- _Record excerpts_:
----------------
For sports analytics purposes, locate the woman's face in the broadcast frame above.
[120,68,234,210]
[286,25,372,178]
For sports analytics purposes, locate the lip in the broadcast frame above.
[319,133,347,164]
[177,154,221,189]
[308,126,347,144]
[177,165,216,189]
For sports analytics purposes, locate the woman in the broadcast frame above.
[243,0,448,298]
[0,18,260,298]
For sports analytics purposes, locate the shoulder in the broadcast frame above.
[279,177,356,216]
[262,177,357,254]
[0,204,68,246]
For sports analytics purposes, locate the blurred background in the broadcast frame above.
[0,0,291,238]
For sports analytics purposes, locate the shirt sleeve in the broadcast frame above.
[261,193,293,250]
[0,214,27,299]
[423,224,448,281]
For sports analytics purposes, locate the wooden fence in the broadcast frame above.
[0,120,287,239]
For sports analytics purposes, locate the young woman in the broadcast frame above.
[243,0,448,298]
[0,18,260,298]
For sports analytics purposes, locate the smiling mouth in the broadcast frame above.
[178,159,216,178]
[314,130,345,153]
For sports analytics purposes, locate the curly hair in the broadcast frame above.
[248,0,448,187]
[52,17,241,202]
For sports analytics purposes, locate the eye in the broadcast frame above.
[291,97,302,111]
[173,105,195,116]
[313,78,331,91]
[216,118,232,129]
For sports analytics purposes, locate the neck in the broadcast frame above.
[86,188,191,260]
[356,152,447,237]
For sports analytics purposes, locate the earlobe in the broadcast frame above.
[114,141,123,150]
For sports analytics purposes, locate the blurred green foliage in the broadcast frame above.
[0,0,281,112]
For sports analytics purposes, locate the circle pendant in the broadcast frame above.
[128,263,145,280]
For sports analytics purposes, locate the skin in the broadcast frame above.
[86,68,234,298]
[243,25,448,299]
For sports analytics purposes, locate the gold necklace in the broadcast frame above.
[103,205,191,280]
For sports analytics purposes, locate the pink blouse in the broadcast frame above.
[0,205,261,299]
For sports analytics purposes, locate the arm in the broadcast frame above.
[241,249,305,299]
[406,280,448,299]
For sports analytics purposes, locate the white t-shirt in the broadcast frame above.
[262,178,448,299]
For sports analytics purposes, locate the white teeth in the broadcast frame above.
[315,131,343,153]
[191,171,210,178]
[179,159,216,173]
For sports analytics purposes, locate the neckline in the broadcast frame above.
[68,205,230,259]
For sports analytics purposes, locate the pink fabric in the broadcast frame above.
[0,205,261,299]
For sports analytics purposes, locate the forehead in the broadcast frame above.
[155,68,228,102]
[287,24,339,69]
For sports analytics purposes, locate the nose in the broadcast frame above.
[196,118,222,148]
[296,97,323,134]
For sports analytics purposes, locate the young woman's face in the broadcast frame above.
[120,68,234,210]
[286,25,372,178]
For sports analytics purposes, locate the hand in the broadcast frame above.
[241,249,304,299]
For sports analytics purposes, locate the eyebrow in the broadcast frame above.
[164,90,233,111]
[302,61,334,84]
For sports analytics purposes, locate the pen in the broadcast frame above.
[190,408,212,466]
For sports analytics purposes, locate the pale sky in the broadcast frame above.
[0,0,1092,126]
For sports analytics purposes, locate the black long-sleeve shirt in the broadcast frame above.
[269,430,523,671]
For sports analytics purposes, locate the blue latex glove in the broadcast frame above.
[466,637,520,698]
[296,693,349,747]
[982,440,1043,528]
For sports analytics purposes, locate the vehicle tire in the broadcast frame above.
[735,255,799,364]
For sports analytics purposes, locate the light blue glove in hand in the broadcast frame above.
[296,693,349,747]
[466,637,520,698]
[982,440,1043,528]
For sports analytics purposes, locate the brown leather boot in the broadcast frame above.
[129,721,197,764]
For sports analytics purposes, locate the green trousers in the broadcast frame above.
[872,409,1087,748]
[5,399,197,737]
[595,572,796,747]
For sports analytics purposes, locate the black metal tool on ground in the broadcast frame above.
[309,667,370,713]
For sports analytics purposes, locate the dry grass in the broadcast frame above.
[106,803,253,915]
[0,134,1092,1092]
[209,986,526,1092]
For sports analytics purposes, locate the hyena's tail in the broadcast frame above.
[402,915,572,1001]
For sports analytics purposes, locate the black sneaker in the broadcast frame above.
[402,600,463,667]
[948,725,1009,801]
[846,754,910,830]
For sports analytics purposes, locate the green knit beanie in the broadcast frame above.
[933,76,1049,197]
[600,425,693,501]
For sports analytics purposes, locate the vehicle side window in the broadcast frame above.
----------------
- _Your task_:
Rewrite every row above, replacing "For sports analytics purposes" with "For coaching review purposes" and leaving all other text unchanged.

- _Complete output_:
For coaching review purposes, locate the woman's face in the broadcast frame above.
[120,68,234,210]
[286,25,372,178]
For coaching review purposes, locate the lip in the broadcast frame above.
[319,133,347,164]
[177,154,221,189]
[308,126,347,144]
[177,165,216,189]
For coaching review purposes, locate the woman in the broadcast frame above.
[243,0,448,298]
[0,18,260,298]
For coaching review purposes, locate the shoulder in the broadcast frame above.
[279,177,356,216]
[262,177,357,254]
[0,204,68,246]
For coaching review purposes, locate the blurred background in the broadcast frame above.
[0,0,291,238]
For coaching review purposes, locate the shirt sleeve in the broadcast frame above.
[261,193,293,250]
[0,214,27,299]
[423,224,448,281]
For coaching review purposes, locate the wooden fence in the broadcast frame above.
[0,120,287,239]
For coaching review purposes, locate the young woman in the broadcast frame above.
[243,0,448,298]
[0,18,260,298]
For coaching review purposes, locate the smiling mouth in the broadcast frame above.
[178,159,216,178]
[314,130,345,153]
For coaching review purposes, locate the curly hair in the broadcast frame above.
[248,0,448,187]
[52,17,241,202]
For coaching review purposes, locate the eye in the broadcast frame above.
[291,97,302,111]
[173,105,195,116]
[313,78,331,91]
[216,118,232,129]
For coaching review purposes, locate the neck in the broadcast frame above.
[86,188,191,260]
[356,152,447,237]
For coaching review purposes, locate the earlobe in the broadcast frame above.
[114,141,123,150]
For coaching review purposes, locate the blurred green foliage in the broadcast frame above.
[0,0,281,112]
For coaching review purposes, locate the circle pendant in the broadcast frame above.
[128,263,145,280]
For coaching review purposes, locate the skin in the broadcast frame above.
[86,68,234,298]
[243,25,448,299]
For coaching review purposes, locate the gold necklace in the broadcast frame above.
[103,205,191,280]
For coaching review purposes, locate the pink blouse in the broadcast frame above.
[0,205,261,299]
For coaching review purposes, locate the arm in the broadcast frame above.
[241,249,305,299]
[406,280,448,299]
For coaching review purposes, locate the white t-shirt in the broadcast frame above.
[262,178,448,299]
For coaching review purposes, locate the white teeth in the broadcast frame above.
[315,131,343,153]
[191,171,210,178]
[179,159,216,173]
For coaching review purposes, locate the neckline in the broadcast frame above.
[68,205,230,259]
For coaching review purposes, locate the pink fabric in the broadcast frame above.
[0,205,261,299]
For coaching review purposes, locate the forehead in the broadcast frame above.
[155,68,228,102]
[287,24,339,69]
For coaching review purposes, locate the nose in the broadcast frame above.
[196,118,222,148]
[296,97,323,134]
For coaching review purposes, locate the young woman's face in the broadcast frame above.
[120,68,234,210]
[286,25,372,178]
For coaching review purposes, locate the hand in the broadcast frame above.
[241,249,304,299]
For coaching review purposes, locate the eyebrow in the broadcast frame above.
[164,90,233,111]
[302,61,334,84]
For coaching review purposes, locate the pen in the broadcast frame above.
[190,408,212,466]
For coaching review purposes, locate the pale sky in the broadcast frame above.
[0,0,1092,126]
For coaching review purposes, locate the black long-sleeve shirt in the broadcast frame above.
[269,430,523,671]
For coaching review purposes, locate the blue latex glove in the broadcast frame above.
[466,637,520,698]
[296,693,349,747]
[982,440,1043,528]
For coaching review purposes, locate the vehicle tire in the broadcast frame above.
[735,255,799,364]
For coaching review purposes, locate the light blue glove in hand in the broadcast frame above.
[296,693,349,747]
[466,637,520,698]
[982,440,1043,528]
For coaching review purposes, locate the brown leather boot in the broadcast frame above.
[129,721,197,764]
For coaching review purposes, locate the green trousers in the broadcast frame above.
[872,409,1087,748]
[5,399,197,737]
[595,572,796,747]
For coaching review purposes, locate the black metal tool on ground in the broadcast frame above.
[309,667,370,713]
For coaching review purposes, locate the dry grass in the broadcast frame above.
[106,803,253,915]
[0,134,1092,1092]
[209,986,526,1092]
For coaching review purposes, locate the hyena's tail in the broadcast frame above.
[402,915,572,1001]
For coaching review purposes, locate the black sneaker in the broadcast frame above.
[402,600,463,667]
[948,725,1009,801]
[846,754,910,830]
For coaching review purposes, locate the green knit beanie in the broadcast frame above.
[933,76,1049,197]
[600,425,693,501]
For coaching review purposes, locate the vehicle side window in the broadcast frame above.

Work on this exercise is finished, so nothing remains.